■ COMPLETE THE FOLLOWING
1 – Quote the stretch of the article on Aspasia Kouroupaki from "Personal details" through "Research and Technology.".
2 – According to the article on Aspasia Kouroupaki, which parliamentary committee is she currently a member of?
3 – Continue the article on Aspasia Kouroupaki from the point where it stops.

■ DOCUMENT SEGMENT
* * * * *
Member of the Hellenic Parliament
- Incumbent
- Assumed office June 2023
- Constituency: B1 Northern Sector of Athens

Personal details
- Born: 1976 (age 49–50) Athens, Greece
- Party: Niki
- Education: National and Kapodistrian University of Athens (Biology) Technological Educational Institute of Athens (Medical Laboratory Technology)
- Occupation: Biologist, health scientist, educator, politician
- Committees: Special Standing Committee on Research and Technology

= Aspasia Kouroupaki =

Greek MP

Aspasia Kouroupaki (Ασπασία Κουρουπάκη; born 1976 in Athens) is a Greek biologist, health scientist, educator and politician, as well as member of the Hellenic Parliament of the B1 Northern Sector of Athens with Niki from the June 2023 elections. She is currently member of the Special Standing Committee on Research and Technology.

Originally from Crete, she was born in Athens in 1976. He studied Biology at the National and Kapodistrian University of Athens and Medical Laboratory Technology at the Technological Educational Institute of Athens.
* * * * *
■ Collected data

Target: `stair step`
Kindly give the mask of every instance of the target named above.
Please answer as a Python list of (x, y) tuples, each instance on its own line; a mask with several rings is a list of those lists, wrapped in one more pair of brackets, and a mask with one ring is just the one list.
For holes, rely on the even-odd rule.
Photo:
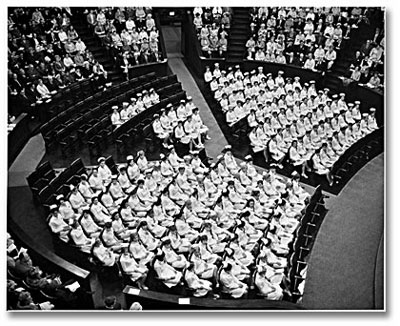
[(246, 50), (243, 45), (234, 45), (234, 44), (229, 44), (228, 45), (228, 50), (229, 51), (243, 51)]
[(243, 36), (247, 37), (249, 35), (249, 33), (247, 31), (243, 31), (243, 30), (231, 31), (231, 36), (234, 36), (234, 35), (241, 36), (241, 37), (243, 37)]

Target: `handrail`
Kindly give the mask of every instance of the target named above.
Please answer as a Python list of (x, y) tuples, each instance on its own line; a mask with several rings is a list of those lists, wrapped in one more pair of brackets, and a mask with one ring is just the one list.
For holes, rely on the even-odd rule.
[[(274, 301), (266, 299), (210, 299), (183, 297), (176, 294), (168, 294), (163, 292), (155, 292), (151, 290), (139, 290), (127, 285), (122, 291), (126, 295), (139, 297), (140, 299), (148, 299), (152, 301), (165, 302), (176, 305), (176, 308), (194, 309), (194, 307), (202, 309), (235, 309), (235, 310), (302, 310), (304, 309), (298, 304), (289, 301)], [(186, 299), (186, 304), (180, 304), (180, 299)], [(155, 309), (157, 310), (157, 309)]]

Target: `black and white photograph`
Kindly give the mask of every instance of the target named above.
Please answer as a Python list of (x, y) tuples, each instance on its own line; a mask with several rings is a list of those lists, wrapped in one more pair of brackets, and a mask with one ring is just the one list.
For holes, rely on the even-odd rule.
[(8, 3), (4, 311), (386, 312), (388, 10), (313, 4)]

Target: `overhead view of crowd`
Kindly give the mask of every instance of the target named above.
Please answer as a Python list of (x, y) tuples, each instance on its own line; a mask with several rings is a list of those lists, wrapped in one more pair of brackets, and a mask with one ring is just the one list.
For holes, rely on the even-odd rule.
[(223, 58), (228, 49), (230, 8), (195, 7), (193, 16), (203, 55), (208, 58)]
[(99, 158), (57, 196), (51, 230), (142, 289), (153, 269), (167, 289), (183, 282), (195, 296), (217, 284), (233, 298), (249, 287), (271, 300), (290, 295), (289, 247), (310, 196), (299, 175), (260, 174), (251, 156), (238, 164), (229, 145), (209, 167), (196, 151), (181, 158), (170, 148), (160, 158), (130, 155), (118, 175)]
[(162, 60), (151, 7), (102, 7), (85, 13), (93, 33), (125, 74), (130, 67)]
[(142, 93), (137, 93), (136, 97), (132, 97), (130, 100), (131, 103), (122, 103), (121, 110), (118, 110), (118, 105), (112, 107), (113, 112), (111, 113), (111, 123), (116, 128), (139, 113), (145, 111), (150, 106), (159, 103), (160, 97), (156, 91), (151, 88), (149, 90), (143, 90)]
[(10, 8), (8, 91), (23, 106), (50, 101), (76, 81), (108, 84), (97, 62), (70, 22), (67, 7)]
[[(274, 78), (275, 77), (275, 78)], [(347, 103), (345, 94), (317, 90), (315, 81), (301, 83), (300, 77), (266, 75), (262, 67), (242, 72), (240, 66), (221, 71), (217, 63), (208, 67), (204, 79), (234, 127), (247, 120), (248, 137), (255, 153), (282, 168), (282, 162), (325, 175), (332, 185), (330, 168), (347, 148), (378, 128), (375, 108), (361, 115), (360, 101)]]
[(23, 247), (18, 247), (7, 233), (7, 309), (52, 310), (63, 304), (73, 307), (80, 285), (75, 280), (61, 280), (36, 266)]
[(384, 38), (379, 43), (367, 40), (354, 54), (350, 79), (369, 88), (383, 88)]
[(201, 150), (205, 141), (211, 139), (191, 96), (182, 99), (176, 107), (167, 104), (153, 118), (154, 134), (162, 140), (164, 147), (183, 147), (183, 152)]
[(364, 12), (344, 7), (253, 7), (250, 14), (246, 59), (326, 71)]

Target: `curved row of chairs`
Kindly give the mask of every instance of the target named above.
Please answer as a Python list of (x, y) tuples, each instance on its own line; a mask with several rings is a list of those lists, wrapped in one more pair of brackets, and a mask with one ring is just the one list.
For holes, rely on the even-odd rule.
[[(117, 166), (111, 156), (106, 159), (106, 164), (111, 169), (112, 173), (118, 173)], [(77, 185), (80, 180), (79, 175), (85, 173), (86, 171), (87, 168), (83, 165), (82, 160), (77, 159), (73, 163), (71, 163), (68, 168), (66, 168), (59, 175), (54, 177), (55, 173), (52, 170), (51, 165), (49, 163), (44, 163), (42, 166), (39, 166), (39, 168), (32, 175), (28, 177), (28, 181), (30, 182), (30, 184), (34, 184), (35, 179), (40, 179), (40, 177), (48, 177), (47, 180), (42, 180), (42, 183), (47, 185), (37, 194), (37, 200), (45, 208), (48, 208), (50, 207), (50, 205), (56, 203), (56, 195), (63, 194), (67, 198), (70, 193), (69, 185)], [(285, 300), (289, 300), (291, 302), (300, 302), (303, 295), (304, 282), (306, 279), (308, 268), (307, 260), (309, 258), (310, 251), (312, 249), (318, 229), (326, 213), (324, 198), (325, 196), (322, 194), (321, 187), (317, 187), (313, 196), (310, 198), (310, 201), (300, 220), (300, 225), (295, 233), (293, 243), (290, 247), (290, 252), (287, 256), (288, 266), (285, 269), (285, 276), (286, 280), (288, 281), (287, 286), (291, 295), (285, 297)], [(260, 241), (259, 245), (259, 248), (261, 249), (263, 246), (262, 241)], [(83, 257), (85, 255), (82, 256), (82, 253), (79, 253), (79, 256)], [(122, 269), (119, 268), (119, 270), (120, 274), (124, 276)], [(216, 273), (215, 287), (213, 289), (213, 293), (220, 295), (222, 298), (225, 298), (229, 296), (224, 293), (219, 281), (219, 274), (221, 271), (222, 266), (219, 267), (218, 272)], [(182, 272), (184, 274), (184, 270)], [(253, 270), (251, 277), (248, 281), (250, 290), (255, 289), (254, 281), (256, 273), (257, 270)], [(161, 282), (157, 281), (154, 273), (149, 273), (148, 278), (151, 278), (151, 280), (148, 280), (148, 284), (155, 285), (155, 287), (159, 290), (165, 289), (165, 287), (162, 286)], [(127, 284), (131, 284), (127, 275), (125, 275), (123, 279), (126, 281)], [(182, 285), (183, 287), (180, 286), (179, 290), (184, 289), (184, 293), (186, 295), (190, 294), (191, 290), (187, 288), (187, 286), (185, 288), (184, 278)], [(256, 292), (257, 291), (253, 291), (252, 293), (257, 296)], [(254, 295), (252, 297), (254, 297)]]
[[(80, 101), (42, 126), (41, 132), (48, 150), (59, 146), (63, 155), (75, 145), (87, 144), (90, 153), (101, 150), (101, 142), (113, 136), (110, 120), (112, 106), (122, 105), (144, 89), (154, 88), (163, 97), (181, 92), (175, 75), (153, 79), (154, 74), (124, 82), (115, 89)], [(152, 110), (150, 110), (152, 111)], [(145, 113), (144, 111), (143, 113)]]

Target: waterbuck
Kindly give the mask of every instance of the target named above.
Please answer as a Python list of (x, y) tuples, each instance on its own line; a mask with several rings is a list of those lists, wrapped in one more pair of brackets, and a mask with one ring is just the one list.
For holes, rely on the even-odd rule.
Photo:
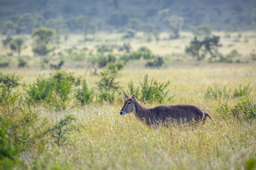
* * * * *
■ RESPONSE LIST
1 –
Personal details
- Born: 1976 (age 49–50) Athens, Greece
- Party: Niki
- Education: National and Kapodistrian University of Athens (Biology) Technological Educational Institute of Athens (Medical Laboratory Technology)
- Occupation: Biologist, health scientist, educator, politician
- Committees: Special Standing Committee on Research and Technology

= Aspasia Kouroupaki =

Greek MP

Aspasia Kouroupaki (Ασπασία Κουρουπάκη; born 1976 in Athens) is a Greek biologist, health scientist, educator and politician, as well as member of the Hellenic Parliament of the B1 Northern Sector of Athens with Niki from the June 2023 elections. She is currently member of the Special Standing Committee on Research and Technology.

2 – The Special Standing Committee on Research and Technology.

3 –
In the May 2023 elections, she was a candidate for MP in B1' constituency of Athens, coming first in the polls with 3,806 votes, but was not elected as her party received less than 3% of the vote nationally. In the next election, in June, she was elected MP on the basis of the May election ranking after the party passed the electoral threshold.

Kouroupaki has expressed opposition to vaccines against coronavirus and sex education in schools. She has also proposed to increase the tax-free threshold to 50,000 especially for third and large families in the country.